**Exercise instructions:** Render every line of the items below as a single numbered list, omitting any blank lines.

##############################

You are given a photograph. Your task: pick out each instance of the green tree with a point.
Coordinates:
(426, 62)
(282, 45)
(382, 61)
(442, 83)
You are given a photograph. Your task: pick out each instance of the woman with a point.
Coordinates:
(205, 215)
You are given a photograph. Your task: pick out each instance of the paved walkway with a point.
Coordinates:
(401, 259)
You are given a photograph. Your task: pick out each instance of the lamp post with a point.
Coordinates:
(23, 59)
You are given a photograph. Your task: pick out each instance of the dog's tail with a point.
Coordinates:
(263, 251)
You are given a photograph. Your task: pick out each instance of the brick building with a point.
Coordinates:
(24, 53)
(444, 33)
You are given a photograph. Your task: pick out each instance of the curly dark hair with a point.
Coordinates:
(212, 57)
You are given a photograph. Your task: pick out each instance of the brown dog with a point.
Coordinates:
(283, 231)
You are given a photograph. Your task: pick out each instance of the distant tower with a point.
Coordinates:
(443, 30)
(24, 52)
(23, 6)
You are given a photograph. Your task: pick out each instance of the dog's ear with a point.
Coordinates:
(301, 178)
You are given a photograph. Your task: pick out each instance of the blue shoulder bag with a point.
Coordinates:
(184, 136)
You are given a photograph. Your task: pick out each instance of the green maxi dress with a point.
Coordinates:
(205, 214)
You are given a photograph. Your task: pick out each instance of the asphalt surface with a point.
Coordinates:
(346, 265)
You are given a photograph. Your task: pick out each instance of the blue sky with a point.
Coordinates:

##############################

**Problem solution:**
1. You are given a photograph. Your task: pick out each instance of the green tree with a point.
2. Coordinates:
3. (426, 62)
4. (282, 45)
5. (382, 61)
6. (442, 83)
7. You are given a photograph. Your task: pick out each instance of the woman with a point.
8. Coordinates:
9. (205, 215)
10. You are given a photograph. Your task: pick out each instance of the paved walkway with a point.
11. Coordinates:
12. (401, 259)
13. You are given a photograph. Your task: pick out each instance of the lamp post with a point.
14. Coordinates:
15. (23, 59)
16. You are given a photograph. Your task: pick out each instance of the dog's tail with a point.
17. Coordinates:
18. (263, 251)
19. You are given a photograph. Your task: pick out each instance of the brick building with a point.
20. Coordinates:
21. (24, 53)
22. (444, 33)
23. You are given a photograph. Your task: pick out each instance of the curly dark hair with a point.
24. Coordinates:
25. (212, 57)
26. You are given a photograph. Your task: pick out each instance of the brown dog with a point.
27. Coordinates:
28. (283, 231)
29. You are given a photograph. Your task: pick out each instance of the distant tower with a point.
30. Coordinates:
31. (443, 30)
32. (24, 52)
33. (23, 6)
34. You are given a photograph. Your task: pick out each instance of the dog's ear with a point.
35. Coordinates:
36. (301, 178)
37. You are given a photograph. Your task: pick out each instance of the blue shoulder bag with a point.
38. Coordinates:
39. (184, 136)
40. You are given a photograph. Your task: pick out each instance of the green maxi dress with a point.
41. Coordinates:
42. (205, 214)
43. You are given a photograph. Your task: pick out each instance of the asphalt surface with a point.
44. Coordinates:
45. (346, 265)
46. You are given a photograph. Your task: pick out each instance of the blue sky with a point.
47. Coordinates:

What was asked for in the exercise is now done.